Jan 17 '23 22:01 lukebond

@lukebond: You can't reopen an issue/PR unless you authored it or you are a collaborator.

In response to this:

/reopen

i'd like to reopen this issue as originally titled; it had deviated into a discussion about a crossplane integration but i think it's more general.

above @vincepri wrote:

IIRC (although this was long ago) we've only used controller-type owner references where the lifecycle of that resource is managed by a Cluster API controller, while on the other resources we add the Cluster owner reference (or the parent) to make sure we have a way to tie things up together.

from looking at the code i think this is almost correct (granted it was a few years ago!) except for one thing: when adding the Cluster owner reference to it is actually a controller type ref that's being added. see here: https://github.com/kubernetes-sigs/cluster-api/blob/main/internal/controllers/cluster/cluster_controller_phases.go#L95-L98 - this is when reconciling objects such as AWSCluster, it adds a controller ref linking it to the Cluster resource. later, in the AWS provider, it checks for that link in order to start doing the infra work: https://github.com/kubernetes-sigs/cluster-api-provider-aws/blob/main/controllers/awscluster_controller.go#L146 - if you dig into that function call you will see that it only checks for an ownerReference, not a controller ref.

i would like to see cluster-api only create controller refs for resources it creates (e.g. the AWS provider creating machines from a machine deployment), but use only owner refs for everything else where it needs to tie "things up together".

my use case, for context, is very similar to the OP except instead of crossplane it's metacontroller. it's best-practice to take a controller ref of resources your controller creates and that's what metacontroller and crossplane are doing. in my case i am creating the following resources from a metacontroller operator: cluster, aws cluster, machine template, machine deployment, k3s controlplane, k3s config. metacontroller takes a controller ref which means that capi can't take one and the AWS provider won't start the infra work. i forked metacontroller to make setting controller: true in the ownerReference configurable and it works, but i think the problem is actually cluster-api side and i don't expect them to take that PR.

************

[Exercise directions] In the comment about cluster-api owner references, please name the tool the writer uses in place of crossplane. The lines after this are separate material, unrelated to the comment.

[Given records]
************

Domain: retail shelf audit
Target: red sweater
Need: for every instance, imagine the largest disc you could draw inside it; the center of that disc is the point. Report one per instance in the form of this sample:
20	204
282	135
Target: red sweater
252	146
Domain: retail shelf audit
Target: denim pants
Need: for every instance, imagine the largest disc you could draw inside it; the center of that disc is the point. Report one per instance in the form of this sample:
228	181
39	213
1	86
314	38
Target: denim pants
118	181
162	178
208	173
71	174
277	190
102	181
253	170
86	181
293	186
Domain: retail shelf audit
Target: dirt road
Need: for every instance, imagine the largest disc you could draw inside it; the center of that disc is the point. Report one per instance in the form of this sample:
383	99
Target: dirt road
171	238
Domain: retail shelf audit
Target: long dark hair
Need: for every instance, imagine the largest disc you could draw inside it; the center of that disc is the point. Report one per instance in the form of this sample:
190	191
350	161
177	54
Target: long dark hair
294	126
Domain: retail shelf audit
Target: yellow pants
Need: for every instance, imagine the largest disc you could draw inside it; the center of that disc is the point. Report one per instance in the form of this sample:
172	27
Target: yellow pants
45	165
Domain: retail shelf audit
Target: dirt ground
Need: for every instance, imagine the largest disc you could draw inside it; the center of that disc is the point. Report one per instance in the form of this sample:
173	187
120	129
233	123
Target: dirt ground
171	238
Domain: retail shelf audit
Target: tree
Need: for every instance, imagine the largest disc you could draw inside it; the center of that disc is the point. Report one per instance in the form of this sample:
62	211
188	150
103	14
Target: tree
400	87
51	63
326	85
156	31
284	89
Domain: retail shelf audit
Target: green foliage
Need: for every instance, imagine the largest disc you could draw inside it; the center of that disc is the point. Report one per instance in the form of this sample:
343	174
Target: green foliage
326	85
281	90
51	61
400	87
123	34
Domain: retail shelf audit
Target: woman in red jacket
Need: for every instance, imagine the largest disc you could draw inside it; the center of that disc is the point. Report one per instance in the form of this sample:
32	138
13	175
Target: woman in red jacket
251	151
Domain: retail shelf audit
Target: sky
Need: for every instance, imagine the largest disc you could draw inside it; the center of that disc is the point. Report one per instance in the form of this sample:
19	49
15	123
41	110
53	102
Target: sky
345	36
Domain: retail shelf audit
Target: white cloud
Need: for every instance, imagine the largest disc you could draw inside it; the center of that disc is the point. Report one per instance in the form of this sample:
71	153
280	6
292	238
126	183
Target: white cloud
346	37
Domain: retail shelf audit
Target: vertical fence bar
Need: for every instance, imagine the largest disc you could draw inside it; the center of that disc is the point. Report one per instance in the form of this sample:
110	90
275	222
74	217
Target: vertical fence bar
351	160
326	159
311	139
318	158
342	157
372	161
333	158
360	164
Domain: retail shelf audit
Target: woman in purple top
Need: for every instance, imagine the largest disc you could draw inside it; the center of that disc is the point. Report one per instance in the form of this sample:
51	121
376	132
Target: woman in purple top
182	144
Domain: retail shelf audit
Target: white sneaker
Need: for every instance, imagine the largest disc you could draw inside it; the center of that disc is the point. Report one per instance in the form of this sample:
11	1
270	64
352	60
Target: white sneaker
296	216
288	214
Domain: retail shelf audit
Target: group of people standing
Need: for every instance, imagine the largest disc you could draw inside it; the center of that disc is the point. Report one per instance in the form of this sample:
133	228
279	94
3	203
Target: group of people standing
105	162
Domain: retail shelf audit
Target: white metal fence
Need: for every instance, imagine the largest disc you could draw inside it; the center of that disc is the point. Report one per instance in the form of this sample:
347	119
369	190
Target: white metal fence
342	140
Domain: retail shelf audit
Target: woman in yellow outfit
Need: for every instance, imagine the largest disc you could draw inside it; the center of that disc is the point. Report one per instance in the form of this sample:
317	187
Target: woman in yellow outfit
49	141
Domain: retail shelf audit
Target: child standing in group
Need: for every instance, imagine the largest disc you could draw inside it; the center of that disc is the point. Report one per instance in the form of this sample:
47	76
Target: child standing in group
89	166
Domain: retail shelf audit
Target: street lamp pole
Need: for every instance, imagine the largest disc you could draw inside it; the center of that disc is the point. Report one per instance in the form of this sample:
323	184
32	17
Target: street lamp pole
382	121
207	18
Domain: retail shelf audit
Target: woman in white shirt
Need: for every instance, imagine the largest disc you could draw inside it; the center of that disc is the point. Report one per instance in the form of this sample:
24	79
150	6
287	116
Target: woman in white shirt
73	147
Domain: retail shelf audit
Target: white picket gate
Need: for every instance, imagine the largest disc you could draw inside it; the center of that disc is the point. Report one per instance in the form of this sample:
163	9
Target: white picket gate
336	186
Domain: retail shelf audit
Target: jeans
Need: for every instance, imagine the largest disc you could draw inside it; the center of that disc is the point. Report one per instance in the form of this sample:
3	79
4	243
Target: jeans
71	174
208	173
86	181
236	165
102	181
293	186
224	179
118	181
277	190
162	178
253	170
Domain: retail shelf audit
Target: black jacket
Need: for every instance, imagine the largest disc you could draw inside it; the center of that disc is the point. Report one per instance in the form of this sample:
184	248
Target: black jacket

************

[Result] Metacontroller.